WHAT TO PRODUCE
Extract every line of the records below and copy each one without any change.

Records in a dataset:
+-------+

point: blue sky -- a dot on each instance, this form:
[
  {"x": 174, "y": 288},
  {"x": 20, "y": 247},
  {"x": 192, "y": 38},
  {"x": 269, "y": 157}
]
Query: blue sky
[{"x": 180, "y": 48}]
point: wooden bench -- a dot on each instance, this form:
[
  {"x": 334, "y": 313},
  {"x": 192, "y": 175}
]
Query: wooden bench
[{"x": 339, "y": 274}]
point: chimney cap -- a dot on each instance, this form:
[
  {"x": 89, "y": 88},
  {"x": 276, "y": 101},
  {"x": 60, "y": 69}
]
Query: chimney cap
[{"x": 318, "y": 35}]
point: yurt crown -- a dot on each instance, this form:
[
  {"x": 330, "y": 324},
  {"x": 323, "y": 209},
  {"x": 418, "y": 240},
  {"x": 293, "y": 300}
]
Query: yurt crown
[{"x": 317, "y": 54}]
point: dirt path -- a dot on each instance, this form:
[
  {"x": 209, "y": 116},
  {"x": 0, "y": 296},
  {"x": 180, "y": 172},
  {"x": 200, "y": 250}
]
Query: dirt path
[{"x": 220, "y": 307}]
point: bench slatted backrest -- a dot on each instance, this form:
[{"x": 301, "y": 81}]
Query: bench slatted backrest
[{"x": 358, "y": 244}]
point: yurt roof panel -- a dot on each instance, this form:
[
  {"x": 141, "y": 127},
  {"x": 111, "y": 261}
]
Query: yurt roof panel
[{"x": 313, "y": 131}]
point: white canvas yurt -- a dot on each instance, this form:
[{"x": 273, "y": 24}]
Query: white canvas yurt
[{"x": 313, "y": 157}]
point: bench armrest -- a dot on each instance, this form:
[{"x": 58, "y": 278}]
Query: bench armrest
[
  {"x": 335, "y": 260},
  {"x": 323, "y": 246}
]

+-------+

TASK RESPONSE
point: blue sky -- a dot on each instance, this form:
[
  {"x": 174, "y": 288},
  {"x": 20, "y": 247},
  {"x": 192, "y": 38},
  {"x": 269, "y": 157}
]
Query: blue sky
[{"x": 180, "y": 48}]
point: wooden bench -- a dot on each instance, this form:
[
  {"x": 334, "y": 313},
  {"x": 192, "y": 175}
]
Query: wooden bench
[{"x": 339, "y": 274}]
point: chimney cap -- a dot on each instance, this form:
[
  {"x": 89, "y": 88},
  {"x": 276, "y": 101},
  {"x": 60, "y": 69}
]
Query: chimney cap
[{"x": 318, "y": 35}]
point: yurt crown -- a dot on each instance, this form:
[
  {"x": 330, "y": 324},
  {"x": 323, "y": 209},
  {"x": 418, "y": 240},
  {"x": 293, "y": 300}
]
Query: yurt crown
[{"x": 317, "y": 54}]
point: dirt path -- a dot on each instance, this form:
[
  {"x": 209, "y": 116},
  {"x": 0, "y": 296},
  {"x": 180, "y": 172},
  {"x": 200, "y": 250}
]
Query: dirt path
[{"x": 220, "y": 307}]
point: bench slatted backrest -- a dot on each instance, this form:
[{"x": 301, "y": 81}]
Query: bench slatted backrest
[{"x": 358, "y": 244}]
point: yurt roof panel -- a dot on each instance, this form:
[
  {"x": 141, "y": 127},
  {"x": 111, "y": 261}
]
Query: yurt roof panel
[{"x": 313, "y": 131}]
point: white canvas yurt -- a dot on each instance, this form:
[{"x": 273, "y": 24}]
Query: white canvas yurt
[{"x": 313, "y": 157}]
point: bench armrest -- a dot on each instance, this form:
[{"x": 58, "y": 278}]
Query: bench armrest
[
  {"x": 335, "y": 260},
  {"x": 323, "y": 246}
]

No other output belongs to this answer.